Documentfragment.
-=-=-
3.4.Omdat eisers belanghebbende zijn, bestaat er naar het oordeel van de rechtbank geen aanleiding het beroep niet-ontvankelijk te verklaren.
4. Bij het bestreden besluit heeft verweerder een vergunning verleend voor de uitbreiding met een derde afvalenergiecentrale op voormeld perceel te Delfzijl, die stikstofdepositie veroorzaakt op stikstofgevoelige natuurwaarden in Natura 2000-gebieden. De hoogste toename ontstaat op het Natura 2000-gebied “Waddenzee”. Daarbij heeft verweerder toepassing gegeven aan het Programma Aanpak Stikstof 2015-2021 (PAS) en de daarbij behorende regelgeving die vanaf 1 juli 2015 van kracht is. De vergunning kan volgens verweerder worden verleend onder verwijzing naar de passende beoordeling die voor het PAS is opgesteld. Met de toepassing en uitvoering van het PAS is volgens verweerder gewaarborgd dat de stikstofdepositie die de uitbreiding met een derde afval-energiecentrale zal veroorzaken niet zal leiden tot een aantasting van de natuurwaarden in Natura 2000-gebieden.
5. Eisers hebben - kort samengevat - aangevoerd dat de vergunning niet kon worden verleend onder verwijzing naar de passende beoordeling die voor het PAS is gemaakt, omdat de passende beoordeling en het PAS niet voldoen aan artikel 6 van de Habitatrichtlijn.
-=-=-
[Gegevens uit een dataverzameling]

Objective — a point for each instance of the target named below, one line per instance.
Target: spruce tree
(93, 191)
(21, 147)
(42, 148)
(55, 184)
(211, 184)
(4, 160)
-=-=-
Opdrachten.
(A) Bewerk in het fragment over de vergunning het stuk van "5. Eisers hebben" tot en met "van de Habitatrichtlijn.": geef het opnieuw weer en vervang daarbij "Habitatrichtlijn" door "Vogelrichtlijn".
(B) Op welk Natura 2000-gebied ontstaat volgens het fragment over de vergunning de hoogste toename?
(C) Zet het fragment over de vergunning voort vanaf het punt waar de tekst ophoudt.
De lijst is voor het uitvoeren van de opdrachten niet vereist.

Antwoorden.
(A)
5. Eisers hebben - kort samengevat - aangevoerd dat de vergunning niet kon worden verleend onder verwijzing naar de passende beoordeling die voor het PAS is gemaakt, omdat de passende beoordeling en het PAS niet voldoen aan artikel 6 van de Vogelrichtlijn.

(B) Op het Natura 2000-gebied "Waddenzee".

(C)
6. De rechtbank overweegt dat de AbRvS in de uitspraak van 29 mei 2019, ECLI:NL: RVS:2019:1603, heeft geoordeeld dat de passende beoordeling die aan het PAS ten grondslag ligt niet voldoet aan de eisen die uit artikel 6 van de Habitatrichtlijn voortvloeien. Hierbij verwijst de rechtbank naar de rechtsoverwegingen 32.5. en 32.6. van voormelde uitspraak van de AbRvS.
7. Dit betekent dat verweerder de vergunning voor de uitbreiding met een derde afval-energiecentrale niet kon verlenen onder verwijzing naar de passende beoordeling die voor het PAS is gemaakt. Hieruit volgt dat het bestreden besluit is genomen in strijd met artikel 2.8 van de Wnb.
Omdat deze beroepsgrond slaagt, hoeven de overige beroepsgronden niet meer te worden besproken.
8. Het beroep is kennelijk gegrond en de rechtbank vernietigt het bestreden besluit.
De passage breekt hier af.